Task to carry out:
Could you return each line below without altering a word?

(Exercise input)

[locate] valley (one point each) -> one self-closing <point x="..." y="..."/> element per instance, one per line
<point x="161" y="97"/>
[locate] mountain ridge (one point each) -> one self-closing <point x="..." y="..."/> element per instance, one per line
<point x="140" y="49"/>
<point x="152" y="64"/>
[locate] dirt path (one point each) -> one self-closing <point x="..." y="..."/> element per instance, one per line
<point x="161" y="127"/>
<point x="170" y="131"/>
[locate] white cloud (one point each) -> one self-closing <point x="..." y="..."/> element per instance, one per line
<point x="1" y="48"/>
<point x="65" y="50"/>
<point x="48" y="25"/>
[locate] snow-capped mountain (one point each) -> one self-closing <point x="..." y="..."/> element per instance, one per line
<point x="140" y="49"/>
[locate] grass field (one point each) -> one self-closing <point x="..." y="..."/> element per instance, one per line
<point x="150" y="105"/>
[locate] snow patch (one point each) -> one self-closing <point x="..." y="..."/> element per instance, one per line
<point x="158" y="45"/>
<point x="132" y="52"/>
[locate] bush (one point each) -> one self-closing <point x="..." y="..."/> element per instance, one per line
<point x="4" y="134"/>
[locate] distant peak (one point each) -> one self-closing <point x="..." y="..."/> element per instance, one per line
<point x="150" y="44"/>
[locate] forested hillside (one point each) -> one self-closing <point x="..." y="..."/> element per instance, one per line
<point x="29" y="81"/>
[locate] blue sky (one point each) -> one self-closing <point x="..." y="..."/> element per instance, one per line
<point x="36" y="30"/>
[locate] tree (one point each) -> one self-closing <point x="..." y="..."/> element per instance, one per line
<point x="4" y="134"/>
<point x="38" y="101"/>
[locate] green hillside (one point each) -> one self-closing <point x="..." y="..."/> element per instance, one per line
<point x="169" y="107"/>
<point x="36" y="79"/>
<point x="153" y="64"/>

(End Exercise input)

Answer to this task:
[locate] valley (one point each) -> one self-closing <point x="..." y="..."/> element per instance, one per line
<point x="161" y="97"/>
[locate] mountain ridge (one point each) -> one self-closing <point x="..." y="..."/> element per instance, one per line
<point x="140" y="49"/>
<point x="152" y="64"/>
[locate] dirt path (one point each) -> one self-closing <point x="..." y="..."/> element per instance, one per line
<point x="161" y="127"/>
<point x="170" y="131"/>
[locate] white cloud (one point each) -> one self-closing <point x="..." y="..."/> element per instance, one per line
<point x="1" y="48"/>
<point x="65" y="50"/>
<point x="48" y="25"/>
[locate] snow-capped mountain (one point each) -> one self-closing <point x="..." y="..."/> element per instance, one per line
<point x="140" y="49"/>
[locate] grass field (one point each) -> one self-closing <point x="..." y="..."/> element per instance, one per line
<point x="150" y="105"/>
[locate] snow patch (one point each) -> one self-closing <point x="..." y="..."/> element per instance, one per line
<point x="158" y="45"/>
<point x="132" y="52"/>
[locate] bush (one point each) -> one self-closing <point x="..." y="..."/> element per instance, one per line
<point x="4" y="134"/>
[locate] distant peak (one point each) -> one self-closing <point x="..." y="..."/> element per instance, one per line
<point x="150" y="44"/>
[locate] forested hillside (one point each) -> one self-closing <point x="..." y="..."/> element per instance, one per line
<point x="29" y="81"/>
[locate] blue sky (one point each) -> one self-closing <point x="..." y="..."/> element per instance, one per line
<point x="36" y="30"/>
[locate] tree (one point each) -> one self-closing <point x="..." y="..."/> element per instance, one per line
<point x="4" y="134"/>
<point x="38" y="101"/>
[locate] green hillside (one point each) -> one self-closing <point x="..." y="..."/> element per instance, one per line
<point x="169" y="107"/>
<point x="36" y="79"/>
<point x="153" y="64"/>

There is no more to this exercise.